Problem description: Arrange every line of the records below as a Markdown table with two columns, Row for the row number and Line for the text, and skip any blank lines. Leave the pictures out of your answer.

----------------

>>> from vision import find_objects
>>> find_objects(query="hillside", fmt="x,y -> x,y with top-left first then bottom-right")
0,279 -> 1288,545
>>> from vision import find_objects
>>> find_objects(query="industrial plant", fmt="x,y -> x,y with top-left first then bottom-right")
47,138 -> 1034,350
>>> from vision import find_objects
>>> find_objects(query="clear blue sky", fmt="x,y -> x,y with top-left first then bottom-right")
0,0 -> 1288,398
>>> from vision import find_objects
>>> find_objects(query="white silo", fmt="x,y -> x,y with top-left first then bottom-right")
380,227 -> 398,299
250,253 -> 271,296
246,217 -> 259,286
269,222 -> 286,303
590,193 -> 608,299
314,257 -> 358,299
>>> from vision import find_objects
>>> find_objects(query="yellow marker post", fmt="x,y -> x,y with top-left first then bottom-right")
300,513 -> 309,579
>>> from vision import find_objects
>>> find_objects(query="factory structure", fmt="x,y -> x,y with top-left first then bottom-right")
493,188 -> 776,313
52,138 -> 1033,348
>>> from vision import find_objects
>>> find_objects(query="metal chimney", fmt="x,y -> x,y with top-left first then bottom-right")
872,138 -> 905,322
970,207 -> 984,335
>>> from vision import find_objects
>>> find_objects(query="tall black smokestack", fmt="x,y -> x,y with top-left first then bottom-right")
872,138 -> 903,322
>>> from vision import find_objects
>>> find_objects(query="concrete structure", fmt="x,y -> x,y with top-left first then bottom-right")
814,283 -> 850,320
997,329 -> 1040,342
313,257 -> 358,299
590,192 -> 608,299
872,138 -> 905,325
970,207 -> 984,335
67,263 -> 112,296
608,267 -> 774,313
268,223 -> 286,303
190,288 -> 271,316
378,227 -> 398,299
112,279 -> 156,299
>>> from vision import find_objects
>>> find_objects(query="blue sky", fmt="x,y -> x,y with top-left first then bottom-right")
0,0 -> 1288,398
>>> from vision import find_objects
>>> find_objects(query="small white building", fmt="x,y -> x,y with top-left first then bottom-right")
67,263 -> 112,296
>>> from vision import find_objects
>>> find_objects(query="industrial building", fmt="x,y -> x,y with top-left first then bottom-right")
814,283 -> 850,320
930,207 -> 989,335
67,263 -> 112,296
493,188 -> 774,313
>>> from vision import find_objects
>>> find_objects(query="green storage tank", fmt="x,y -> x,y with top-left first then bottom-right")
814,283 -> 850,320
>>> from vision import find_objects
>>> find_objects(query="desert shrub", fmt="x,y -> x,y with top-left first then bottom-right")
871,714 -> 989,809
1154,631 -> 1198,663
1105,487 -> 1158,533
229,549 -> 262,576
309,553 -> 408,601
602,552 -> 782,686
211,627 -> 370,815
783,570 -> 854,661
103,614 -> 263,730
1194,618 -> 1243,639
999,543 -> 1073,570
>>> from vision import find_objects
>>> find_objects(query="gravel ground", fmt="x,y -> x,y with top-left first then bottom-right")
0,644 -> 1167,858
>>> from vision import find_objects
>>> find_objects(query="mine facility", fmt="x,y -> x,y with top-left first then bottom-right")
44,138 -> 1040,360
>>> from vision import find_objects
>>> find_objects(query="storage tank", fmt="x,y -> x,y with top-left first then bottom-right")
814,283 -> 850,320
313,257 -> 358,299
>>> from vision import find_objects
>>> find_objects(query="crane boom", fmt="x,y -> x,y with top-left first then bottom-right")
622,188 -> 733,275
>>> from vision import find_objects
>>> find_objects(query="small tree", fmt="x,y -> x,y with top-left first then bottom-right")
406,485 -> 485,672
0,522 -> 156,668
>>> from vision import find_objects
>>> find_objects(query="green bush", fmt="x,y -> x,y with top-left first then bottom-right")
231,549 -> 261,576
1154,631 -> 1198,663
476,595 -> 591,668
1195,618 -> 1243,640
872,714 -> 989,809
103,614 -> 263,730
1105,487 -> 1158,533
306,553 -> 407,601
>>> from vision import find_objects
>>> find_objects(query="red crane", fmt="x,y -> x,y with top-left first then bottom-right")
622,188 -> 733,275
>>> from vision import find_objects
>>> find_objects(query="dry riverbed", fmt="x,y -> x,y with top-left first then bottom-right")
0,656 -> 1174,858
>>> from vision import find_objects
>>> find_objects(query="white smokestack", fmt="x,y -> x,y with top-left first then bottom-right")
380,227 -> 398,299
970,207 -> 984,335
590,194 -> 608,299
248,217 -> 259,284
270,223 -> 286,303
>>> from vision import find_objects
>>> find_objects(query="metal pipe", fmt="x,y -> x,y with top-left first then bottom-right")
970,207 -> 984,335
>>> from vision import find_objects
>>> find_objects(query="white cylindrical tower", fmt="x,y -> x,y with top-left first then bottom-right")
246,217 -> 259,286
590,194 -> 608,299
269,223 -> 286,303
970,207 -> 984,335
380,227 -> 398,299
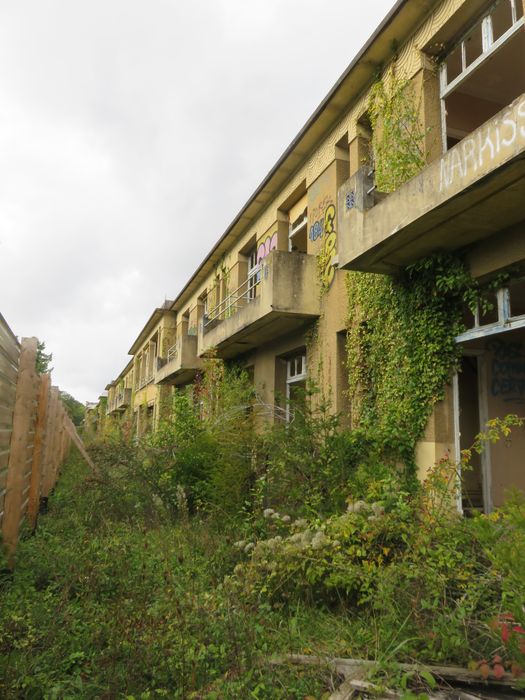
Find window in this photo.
[440,0,525,151]
[286,350,306,423]
[288,208,308,253]
[456,279,525,342]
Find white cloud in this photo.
[0,0,393,401]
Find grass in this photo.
[0,442,525,700]
[0,456,348,699]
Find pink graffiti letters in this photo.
[257,232,277,265]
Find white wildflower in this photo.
[311,530,328,549]
[372,503,385,516]
[292,518,308,530]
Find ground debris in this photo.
[270,654,524,700]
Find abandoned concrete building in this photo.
[100,0,525,512]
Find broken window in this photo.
[288,208,308,253]
[440,0,525,150]
[457,278,525,342]
[286,350,306,423]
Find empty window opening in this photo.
[458,355,484,514]
[456,278,525,342]
[454,327,525,513]
[286,350,306,423]
[440,0,525,150]
[288,207,308,253]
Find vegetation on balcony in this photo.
[368,64,426,192]
[0,352,525,700]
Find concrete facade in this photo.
[96,0,525,510]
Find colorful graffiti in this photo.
[320,204,337,287]
[257,231,277,265]
[308,195,335,241]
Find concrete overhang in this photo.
[338,95,525,273]
[197,250,321,358]
[168,0,438,311]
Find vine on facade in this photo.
[346,254,478,465]
[368,68,426,192]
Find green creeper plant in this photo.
[368,69,425,192]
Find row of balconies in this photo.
[106,388,132,413]
[108,96,525,402]
[154,250,320,384]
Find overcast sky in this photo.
[0,0,394,402]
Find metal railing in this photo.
[204,274,261,328]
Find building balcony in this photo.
[197,250,321,358]
[155,332,202,385]
[107,388,131,414]
[338,95,525,273]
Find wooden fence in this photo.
[0,314,93,566]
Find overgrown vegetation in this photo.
[60,391,86,426]
[4,255,525,700]
[368,68,426,192]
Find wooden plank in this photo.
[27,374,51,530]
[0,406,14,428]
[41,386,58,498]
[270,654,518,688]
[2,338,38,566]
[0,356,18,384]
[0,376,16,406]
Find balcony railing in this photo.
[337,94,525,273]
[203,266,261,332]
[197,250,320,357]
[106,387,131,414]
[155,334,202,386]
[137,372,153,391]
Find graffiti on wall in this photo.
[257,231,277,265]
[487,338,525,404]
[309,196,337,287]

----------------

Solution to the problem:
| Row | Line |
|---|---|
| 1 | >>> from vision import find_objects |
| 2 | >>> find_objects(query="hillside", fmt="x,y -> x,y with top-left first then bottom-right") |
| 3 | 0,279 -> 1288,545 |
| 4 | >>> from vision import find_objects |
| 5 | >>> find_objects(query="industrial plant", fmt="x,y -> x,y with top-left first then bottom-right") |
| 6 | 47,138 -> 1034,350 |
| 7 | >>> from vision import find_objects |
| 8 | >>> find_objects(query="clear blue sky", fmt="x,y -> x,y with top-left first then bottom-right") |
| 9 | 0,0 -> 1288,398 |
| 10 | >>> from vision import find_objects |
| 11 | >>> find_objects(query="white silo", fmt="x,y -> x,y with top-left first then bottom-right") |
| 12 | 380,227 -> 398,299 |
| 13 | 250,253 -> 271,296 |
| 14 | 246,217 -> 259,286 |
| 15 | 269,222 -> 286,303 |
| 16 | 590,193 -> 608,299 |
| 17 | 314,257 -> 358,299 |
| 18 | >>> from vision import find_objects |
| 19 | >>> find_objects(query="yellow marker post", fmt="x,y -> x,y with top-left first then bottom-right") |
| 20 | 300,513 -> 309,579 |
| 21 | >>> from vision import find_objects |
| 22 | >>> find_objects(query="factory structure", fmt="x,y -> x,y with top-left first then bottom-right") |
| 23 | 493,188 -> 776,313 |
| 24 | 52,138 -> 1033,348 |
| 25 | >>> from vision import find_objects |
| 26 | >>> find_objects(query="metal chimney", fmt="x,y -> x,y with top-left first then bottom-right") |
| 27 | 872,138 -> 905,322 |
| 28 | 970,207 -> 984,335 |
| 29 | >>> from vision import find_objects |
| 30 | >>> find_objects(query="tall black smokestack", fmt="x,y -> x,y with top-left first then bottom-right") |
| 31 | 872,138 -> 903,322 |
| 32 | >>> from vision import find_objects |
| 33 | >>> find_objects(query="concrete structure", fmt="x,y -> x,y with top-left first then bottom-right") |
| 34 | 814,283 -> 850,320 |
| 35 | 997,329 -> 1040,342 |
| 36 | 313,257 -> 358,299 |
| 37 | 590,192 -> 608,299 |
| 38 | 872,138 -> 905,325 |
| 39 | 970,207 -> 984,335 |
| 40 | 67,263 -> 112,296 |
| 41 | 608,267 -> 774,313 |
| 42 | 268,223 -> 286,303 |
| 43 | 190,288 -> 271,316 |
| 44 | 378,227 -> 398,299 |
| 45 | 112,279 -> 156,299 |
| 46 | >>> from vision import find_objects |
| 47 | >>> find_objects(query="blue sky", fmt="x,y -> x,y with top-left first then bottom-right") |
| 48 | 0,0 -> 1288,398 |
| 49 | >>> from vision import find_objects |
| 50 | >>> find_objects(query="small white building", fmt="x,y -> x,y with top-left first then bottom-right") |
| 51 | 67,263 -> 112,296 |
| 52 | >>> from vision import find_objects |
| 53 | >>> find_objects(query="industrial building", fmt="x,y -> x,y with top-left first then bottom-right") |
| 54 | 814,283 -> 850,320 |
| 55 | 930,207 -> 989,335 |
| 56 | 67,263 -> 112,296 |
| 57 | 493,188 -> 774,313 |
| 58 | >>> from vision import find_objects |
| 59 | >>> find_objects(query="green storage tank", fmt="x,y -> x,y with top-left first then bottom-right") |
| 60 | 814,283 -> 850,320 |
| 61 | >>> from vision import find_objects |
| 62 | >>> find_objects(query="desert shrub", fmt="x,y -> x,y with top-left first then bottom-right") |
| 63 | 871,714 -> 989,809 |
| 64 | 1154,631 -> 1198,663 |
| 65 | 1105,487 -> 1158,533 |
| 66 | 229,549 -> 262,576 |
| 67 | 309,553 -> 408,601 |
| 68 | 602,552 -> 782,686 |
| 69 | 211,627 -> 370,815 |
| 70 | 783,570 -> 854,661 |
| 71 | 103,614 -> 263,730 |
| 72 | 1194,618 -> 1243,639 |
| 73 | 999,543 -> 1073,570 |
| 74 | >>> from vision import find_objects |
| 75 | >>> find_objects(query="gravel ground", fmt="x,y -> x,y with top-left first then bottom-right") |
| 76 | 0,644 -> 1167,858 |
| 77 | >>> from vision import find_objects |
| 78 | >>> find_objects(query="mine facility", fmt="x,y -> x,y with top-left first then bottom-right") |
| 79 | 44,138 -> 1040,360 |
| 80 | >>> from vision import find_objects |
| 81 | >>> find_objects(query="storage tank", fmt="x,y -> x,y with top-left first then bottom-right") |
| 82 | 814,283 -> 850,320 |
| 83 | 313,257 -> 358,299 |
| 84 | >>> from vision import find_objects |
| 85 | >>> find_objects(query="crane boom", fmt="x,y -> x,y with top-left first then bottom-right") |
| 86 | 622,188 -> 733,275 |
| 87 | >>> from vision import find_objects |
| 88 | >>> find_objects(query="small tree", fmt="x,y -> x,y with top-left first then bottom-right") |
| 89 | 406,485 -> 485,672 |
| 90 | 0,522 -> 156,668 |
| 91 | >>> from vision import find_objects |
| 92 | >>> find_objects(query="green bush", fmt="x,y -> x,y with top-left first then bottom-right") |
| 93 | 231,549 -> 261,576 |
| 94 | 1154,631 -> 1198,663 |
| 95 | 476,595 -> 591,668 |
| 96 | 1195,618 -> 1243,640 |
| 97 | 872,714 -> 989,809 |
| 98 | 103,614 -> 263,730 |
| 99 | 1105,487 -> 1158,533 |
| 100 | 306,553 -> 407,601 |
| 101 | >>> from vision import find_objects |
| 102 | >>> find_objects(query="red crane", fmt="x,y -> x,y with top-left first then bottom-right") |
| 103 | 622,188 -> 733,275 |
| 104 | >>> from vision import find_objects |
| 105 | >>> find_objects(query="dry riverbed", fmt="x,y -> x,y with top-left first then bottom-right") |
| 106 | 0,656 -> 1174,858 |
| 107 | >>> from vision import find_objects |
| 108 | >>> find_objects(query="white smokestack", fmt="x,y -> x,y with top-left first then bottom-right") |
| 109 | 380,227 -> 398,299 |
| 110 | 970,207 -> 984,335 |
| 111 | 590,194 -> 608,299 |
| 112 | 248,217 -> 259,284 |
| 113 | 270,223 -> 286,303 |
| 114 | >>> from vision import find_objects |
| 115 | >>> find_objects(query="metal pipe", fmt="x,y -> x,y with top-left first then bottom-right") |
| 116 | 970,207 -> 984,335 |
| 117 | >>> from vision import find_objects |
| 118 | >>> find_objects(query="white cylindrical tower", fmt="x,y -> x,y with top-left first then bottom-right") |
| 119 | 246,217 -> 259,286 |
| 120 | 590,194 -> 608,299 |
| 121 | 269,223 -> 286,303 |
| 122 | 970,207 -> 984,335 |
| 123 | 380,227 -> 398,299 |
| 124 | Find window in this photo. |
| 125 | [440,0,525,151] |
| 126 | [286,350,306,423] |
| 127 | [288,208,308,253] |
| 128 | [456,279,525,342] |
| 129 | Find white cloud in this photo. |
| 130 | [0,0,393,401] |
| 131 | Find grass in this photo. |
| 132 | [0,442,525,700] |
| 133 | [0,456,348,699] |
| 134 | Find pink graffiti letters in this photo. |
| 135 | [257,232,277,265] |
| 136 | Find white wildflower in this photo. |
| 137 | [311,530,328,549] |
| 138 | [372,503,385,516] |
| 139 | [292,518,308,530] |
| 140 | Find ground debris in this photo. |
| 141 | [270,654,524,700] |
| 142 | Find abandoned concrete building in this photo. |
| 143 | [100,0,525,512] |
| 144 | Find broken window in this photo. |
| 145 | [288,208,308,253] |
| 146 | [440,0,525,150] |
| 147 | [457,278,525,342] |
| 148 | [286,350,306,423] |
| 149 | Find empty window opening in this photo. |
| 150 | [458,355,484,514] |
| 151 | [456,278,525,342] |
| 152 | [454,327,525,513] |
| 153 | [286,350,306,423] |
| 154 | [440,0,525,150] |
| 155 | [288,207,308,253] |
| 156 | Find vegetation on balcony in this photo. |
| 157 | [368,64,426,192] |
| 158 | [0,352,525,700] |
| 159 | Find concrete facade in this photo. |
| 160 | [96,0,525,510] |
| 161 | Find colorful graffiti in this photo. |
| 162 | [320,204,337,287] |
| 163 | [257,231,277,265] |
| 164 | [308,195,335,241] |
| 165 | Find concrete overhang in this photo. |
| 166 | [338,95,525,273] |
| 167 | [197,250,321,358] |
| 168 | [168,0,438,311] |
| 169 | Find vine on facade in this photo. |
| 170 | [346,254,478,465] |
| 171 | [368,68,426,192] |
| 172 | Find green creeper plant in this photo. |
| 173 | [368,69,425,192] |
| 174 | Find row of balconies in this photo. |
| 175 | [106,388,132,413] |
| 176 | [108,96,525,402] |
| 177 | [154,250,320,384] |
| 178 | Find overcast sky in this photo. |
| 179 | [0,0,394,402] |
| 180 | Find metal railing in this photo. |
| 181 | [204,274,261,328] |
| 182 | Find building balcony in this photo. |
| 183 | [197,250,321,358] |
| 184 | [155,332,202,385] |
| 185 | [107,388,131,414] |
| 186 | [338,95,525,273] |
| 187 | Find wooden fence in this photo. |
| 188 | [0,314,93,566] |
| 189 | Find overgrown vegetation in this photo. |
| 190 | [60,391,86,426] |
| 191 | [4,255,525,700] |
| 192 | [368,68,426,192] |
| 193 | Find wooden plank in this photo. |
| 194 | [27,374,51,530] |
| 195 | [0,406,14,428] |
| 196 | [41,386,58,498] |
| 197 | [270,654,518,688] |
| 198 | [2,338,38,566] |
| 199 | [0,356,18,384] |
| 200 | [0,376,16,406] |
| 201 | Find balcony railing in this photo. |
| 202 | [337,94,525,273] |
| 203 | [203,266,261,332] |
| 204 | [197,250,320,357] |
| 205 | [106,387,131,414] |
| 206 | [155,334,202,386] |
| 207 | [137,372,153,391] |
| 208 | Find graffiti on wall in this photo. |
| 209 | [257,231,277,265] |
| 210 | [487,338,525,404] |
| 211 | [309,196,337,287] |